━━ Task material ━━

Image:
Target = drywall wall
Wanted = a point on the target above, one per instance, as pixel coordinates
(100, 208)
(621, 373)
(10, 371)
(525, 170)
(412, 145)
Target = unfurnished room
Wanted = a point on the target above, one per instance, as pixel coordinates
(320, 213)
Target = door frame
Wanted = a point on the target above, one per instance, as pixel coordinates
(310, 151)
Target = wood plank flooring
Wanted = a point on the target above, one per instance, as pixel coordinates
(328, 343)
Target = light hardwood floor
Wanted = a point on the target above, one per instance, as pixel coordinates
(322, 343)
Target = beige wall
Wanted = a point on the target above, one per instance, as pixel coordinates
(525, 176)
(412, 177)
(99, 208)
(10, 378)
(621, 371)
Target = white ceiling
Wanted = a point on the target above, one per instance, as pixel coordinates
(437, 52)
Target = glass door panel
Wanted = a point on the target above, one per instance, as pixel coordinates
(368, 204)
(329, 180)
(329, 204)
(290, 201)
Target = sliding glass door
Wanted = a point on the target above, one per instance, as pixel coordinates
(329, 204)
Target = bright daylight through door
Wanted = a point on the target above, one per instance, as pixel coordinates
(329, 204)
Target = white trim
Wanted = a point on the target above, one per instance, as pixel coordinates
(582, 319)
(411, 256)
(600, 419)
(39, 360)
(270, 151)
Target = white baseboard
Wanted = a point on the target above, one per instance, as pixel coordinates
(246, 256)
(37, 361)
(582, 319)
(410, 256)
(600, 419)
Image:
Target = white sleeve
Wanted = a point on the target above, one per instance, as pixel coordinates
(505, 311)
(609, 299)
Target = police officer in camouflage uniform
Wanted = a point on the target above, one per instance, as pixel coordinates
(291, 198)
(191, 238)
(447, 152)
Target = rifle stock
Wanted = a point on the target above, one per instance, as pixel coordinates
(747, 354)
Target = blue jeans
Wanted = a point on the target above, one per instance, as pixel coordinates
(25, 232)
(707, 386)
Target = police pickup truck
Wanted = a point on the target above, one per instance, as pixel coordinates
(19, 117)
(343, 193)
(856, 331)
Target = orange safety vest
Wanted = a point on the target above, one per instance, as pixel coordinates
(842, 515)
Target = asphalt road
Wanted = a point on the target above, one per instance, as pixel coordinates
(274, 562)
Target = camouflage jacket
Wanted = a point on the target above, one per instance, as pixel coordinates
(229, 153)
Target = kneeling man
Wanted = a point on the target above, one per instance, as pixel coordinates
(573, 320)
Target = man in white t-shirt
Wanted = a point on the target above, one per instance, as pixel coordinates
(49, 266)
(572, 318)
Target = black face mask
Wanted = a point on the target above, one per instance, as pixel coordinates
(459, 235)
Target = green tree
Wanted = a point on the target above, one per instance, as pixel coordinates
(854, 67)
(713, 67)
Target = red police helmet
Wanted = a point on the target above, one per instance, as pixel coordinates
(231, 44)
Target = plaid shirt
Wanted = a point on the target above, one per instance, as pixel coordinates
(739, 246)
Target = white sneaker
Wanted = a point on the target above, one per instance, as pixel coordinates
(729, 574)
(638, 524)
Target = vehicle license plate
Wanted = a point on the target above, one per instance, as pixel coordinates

━━━

Problem
Which of the lines above hold the string "glass"? Copy each one.

Written solution
Target = glass door panel
Target = sliding glass door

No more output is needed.